** Start of Text **
[CV_CNN] Very Deep Convolutional Networks for Large-Scale Image Recognition

Question

[CV_CNN] Very Deep Convolutional Networks for Large-Scale Image Recognition

jeonggg119 opened this issue 3 years ago · 0 comments

jeonggg119 commented 3 years ago

Very Deep Convolutional Networks for Large-Scale Image Recognition

1. INTRODUCTION

Fix other parameters and increase 'depth' of the network + Use only 'small (3x3)' convolution filters in all layers
ILSVRC-2014 classification and localisation + other image recognition datasets

2. ConvNet Configurations

2.1. Architecture

Input data : 224 x 224 RGB image
3 x 3 Conv (stride 1, padding 1) and 2 x 2 Maxpool (stride 2)
Activation function : ReLU
3 FC layers (4096 - 4096 - 1000 channels)
Final : soft-max layer
No LRN (Local Response Normalization) except for one

2.2. Configurations

A~E : Differ only in 'depth'
Width of conv layer (the number of channels = feature map) : 64 -> 128 -> 256 -> 512
3 x 3 conv fewer parameters but still a lot (because of FC layer)

2.3. Discussion

Stack of three 3 x 3 has Same effective receptive field as one 7 x 7 conv layer
BUT more non-linear ( ReLU ) & fewer parameters ( 3(3^2C^2) < 7^2C^2 )
1 x 1 conv layer for additional non-linearity by ReLU (config C)
GoogLeNet(1st place of ILSVRC-2014) is more complex than VGGNet
- Similarity : very deep ConvNets (22 layers) and Small conv filters(1x1, 3x3, 5x5)
- Difference : spatial resolution of the feature maps is reduced more aggressively in the first layers to decrease the amount of computation

3. Classification Framework

3.1. Training

Generally follows AlexNet (2012) except for input crops from multi-scale training images
Data Pre-processing
- Image Rescale (Resize)
  - Single-scale training : fixed S = 256, S = 384
  - Multi-scale training : randomly sampling in [256, 512] (Fine-tuning with pre-trained S = 384)
- Data Augmentation
  - Random crop 224 x 224
  - Random horizontal flipping
  - Random RGB color shift
  - Scale jittering
  - Normalization : subtract mean RGB value computed on training dataset from each pixel
Train Details
- Multinomial logistic regression Optimization
- Mini-batch gradient descent based on backpropagation
  - Learning rate : 0.01
  - Momentum : 0.9
  - L2 weight decay : 0.0005
- Batch size : 256
- Dropout : 0.5 ratio for first 2 FC layers
- Learning rate scheduler : decreased by a factor of 10 ( x 3 times) -> stopped at 370K iterations
- Epoch : 74 (370K iterations)
** End of Text **
** Start of Extracted records **
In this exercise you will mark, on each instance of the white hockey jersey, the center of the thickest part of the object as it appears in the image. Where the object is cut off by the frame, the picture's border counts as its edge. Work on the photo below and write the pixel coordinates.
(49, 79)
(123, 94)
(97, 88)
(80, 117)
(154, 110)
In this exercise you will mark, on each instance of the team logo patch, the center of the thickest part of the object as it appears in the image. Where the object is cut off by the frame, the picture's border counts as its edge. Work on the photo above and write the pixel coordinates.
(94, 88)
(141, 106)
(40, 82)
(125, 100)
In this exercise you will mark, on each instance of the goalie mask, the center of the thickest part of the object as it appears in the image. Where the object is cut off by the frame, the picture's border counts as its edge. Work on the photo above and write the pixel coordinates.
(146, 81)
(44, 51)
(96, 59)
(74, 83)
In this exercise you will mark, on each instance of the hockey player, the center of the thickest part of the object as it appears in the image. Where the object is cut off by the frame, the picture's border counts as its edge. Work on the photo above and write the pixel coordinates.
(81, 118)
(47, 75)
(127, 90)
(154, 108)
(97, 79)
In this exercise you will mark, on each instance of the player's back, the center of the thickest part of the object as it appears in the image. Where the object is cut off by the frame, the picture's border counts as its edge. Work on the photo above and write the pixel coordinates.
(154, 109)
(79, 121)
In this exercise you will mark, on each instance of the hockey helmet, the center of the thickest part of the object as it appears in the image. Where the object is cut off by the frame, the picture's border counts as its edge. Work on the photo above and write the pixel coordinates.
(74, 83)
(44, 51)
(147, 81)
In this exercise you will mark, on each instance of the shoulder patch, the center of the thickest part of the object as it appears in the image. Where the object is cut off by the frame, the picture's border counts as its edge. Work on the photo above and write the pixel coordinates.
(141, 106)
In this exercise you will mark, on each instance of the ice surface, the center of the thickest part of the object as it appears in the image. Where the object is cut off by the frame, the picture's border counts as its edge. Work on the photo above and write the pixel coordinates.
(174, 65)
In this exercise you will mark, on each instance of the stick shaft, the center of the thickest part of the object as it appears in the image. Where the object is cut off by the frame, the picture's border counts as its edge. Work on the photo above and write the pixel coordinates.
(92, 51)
** End of Extracted records **
### Exercise 1
Edit the VGG notes so that everything from "2.3. Discussion" down to "ReLU (config C)" is given again with "receptive field" replaced by "receptive area".
### Exercise 2
Proceed with the VGG notes by continuing them after their last line.
These records have no connection to the VGG notes.

### Final answer 1
2.3. Discussion

Stack of three 3 x 3 has Same effective receptive area as one 7 x 7 conv layer
BUT more non-linear ( ReLU ) & fewer parameters ( 3(3^2C^2) < 7^2C^2 )
1 x 1 conv layer for additional non-linearity by ReLU (config C)

### Final answer 2
- Pre-initialization : Train shallow config A -> Train deeper config by initialization first 4 conv and last 3 fc layers with layers of A & random initialization intermediate layers by sampling from N(0, 0.001)

3.2. Testing

Data Pre-processing
- Isotropic Rescaling to pre-defined smallest side Q (not necessarily equal to S)
- Multi-crop evaluation + Dense evaluation
- Data Augmentation : Horizontal flipping
Network Change
- FC layers -> convolutional layers => Fully-Convolutional Net
  - First FC layer -> 7 x 7 conv layer
  - Last 2 FC layers -> 1 x 1 conv layers (for free input size) : applied to the whole (uncropped) img
- Add spatially Average Pooling class score map at end : to obtain a fixed-size vector of class scores
Averaging Soft-max class posteriors of original and flipped images -> Final scores

4. Classification Experiments

Dataset : ILSVRC-2012 dataset (1000 classes / 1.3M train + 50K val + 100K test)
Use validation set as test set

4.1. Single-Scale Evaluation

More deeper, less error + Error saturated at 19 layers
Same depth -> High non-linearity is better (D > C)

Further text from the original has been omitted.